** Exercise data follows **

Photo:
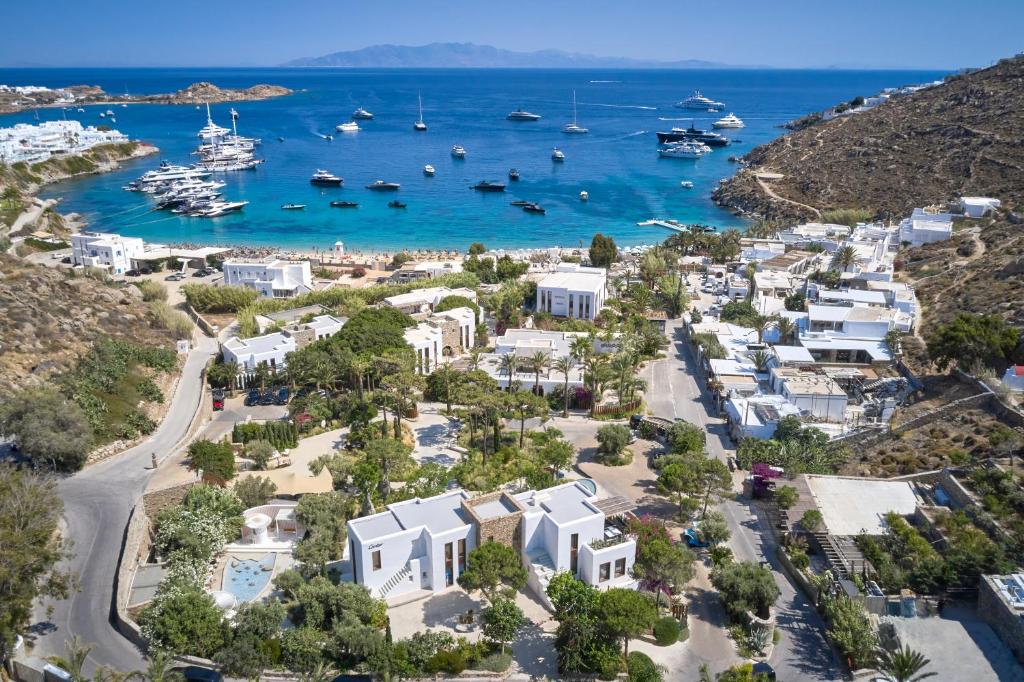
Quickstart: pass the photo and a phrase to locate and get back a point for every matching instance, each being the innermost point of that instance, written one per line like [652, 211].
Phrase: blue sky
[934, 34]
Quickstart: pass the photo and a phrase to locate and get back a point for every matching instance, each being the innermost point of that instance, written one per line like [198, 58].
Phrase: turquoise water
[616, 163]
[248, 577]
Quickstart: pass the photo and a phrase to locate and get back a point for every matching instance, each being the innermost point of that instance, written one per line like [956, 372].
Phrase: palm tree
[902, 665]
[539, 361]
[563, 366]
[844, 257]
[508, 364]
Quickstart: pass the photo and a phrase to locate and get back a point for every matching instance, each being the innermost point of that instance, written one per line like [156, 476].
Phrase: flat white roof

** End of Exercise data **

**Assignment**
Please set down the records exactly, and keep every image out of the copy.

**Your response**
Photo:
Quickstart: pass the photo and a phrase to locate and get back a point for every matching instance, each being the innermost point of that instance, written one per line like [652, 211].
Phrase: blue sky
[934, 34]
Quickstart: pass the photo and a phrase to locate and get back a point for every matching instance, each being the innermost point of that instance, written one per line like [198, 58].
Phrase: turquoise water
[616, 163]
[248, 577]
Quickstart: pass the photo and a phrase to locate and get back a point for every matching instance, each being the innermost point of that instance, written one per line like [956, 372].
Phrase: palm tree
[902, 665]
[539, 361]
[563, 366]
[844, 257]
[508, 364]
Quickstart: pass the photo and a phrase to locate and get back a point for every matching instance, each being the innermost point of that instance, written one per line like [156, 476].
Phrase: flat white roof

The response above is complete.